**Task instructions**
Pick out every line in the entries below that contains the word "image", matching case, and copy each of those lines in full.

= = = = =

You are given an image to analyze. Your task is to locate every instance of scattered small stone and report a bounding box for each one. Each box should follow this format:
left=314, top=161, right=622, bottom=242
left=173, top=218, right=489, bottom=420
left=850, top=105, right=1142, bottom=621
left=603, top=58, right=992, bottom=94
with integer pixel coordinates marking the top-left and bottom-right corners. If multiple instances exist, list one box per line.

= = = = =

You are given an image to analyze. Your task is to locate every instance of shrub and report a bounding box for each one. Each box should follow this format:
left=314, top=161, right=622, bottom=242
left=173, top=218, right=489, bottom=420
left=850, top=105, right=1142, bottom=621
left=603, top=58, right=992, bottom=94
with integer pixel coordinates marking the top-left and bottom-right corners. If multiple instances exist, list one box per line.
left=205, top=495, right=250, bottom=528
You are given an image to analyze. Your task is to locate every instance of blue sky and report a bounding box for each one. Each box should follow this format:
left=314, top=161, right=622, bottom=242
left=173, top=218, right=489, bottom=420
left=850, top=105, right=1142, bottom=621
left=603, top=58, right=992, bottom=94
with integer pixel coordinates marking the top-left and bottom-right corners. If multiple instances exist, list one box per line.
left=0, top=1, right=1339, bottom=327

= = = = =

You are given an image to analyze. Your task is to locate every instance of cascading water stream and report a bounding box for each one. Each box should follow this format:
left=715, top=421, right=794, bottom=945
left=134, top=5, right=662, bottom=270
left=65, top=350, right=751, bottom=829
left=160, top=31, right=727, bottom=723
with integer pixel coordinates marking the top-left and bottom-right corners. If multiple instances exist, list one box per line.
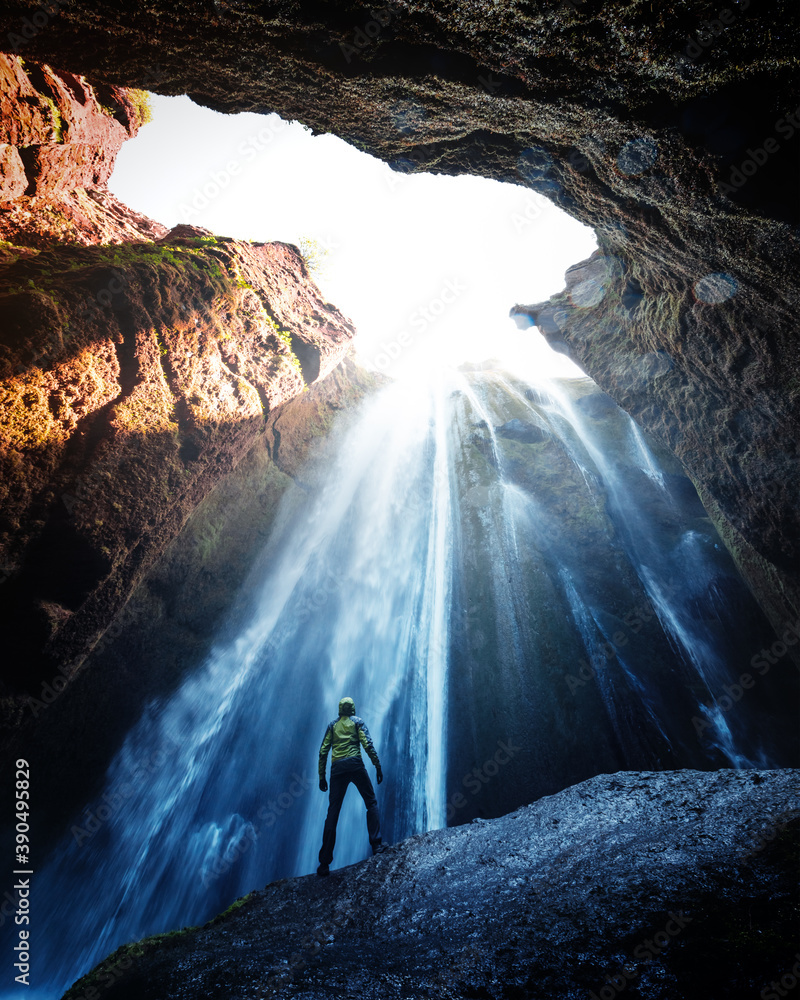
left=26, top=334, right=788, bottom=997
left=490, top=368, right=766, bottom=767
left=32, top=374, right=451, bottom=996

= = = = =

**Answer to this exercise**
You are given an image to analyze. Your task is to locate every instance of scattered small stone and report a bounding box for each one. Each box should follow this format:
You are given an image to analyze. Your task is to locate every instance of shrub and report a bounding box for each one. Each box should follow this format:
You are given an image to analyze. Your task is to locate every instance of blue sky and report a bounding box for each one. Each box should follow this format:
You are given an image to analyze. Your task is to locate every instance of cascading water stream and report a bounding box for each one. Each box should follow this format:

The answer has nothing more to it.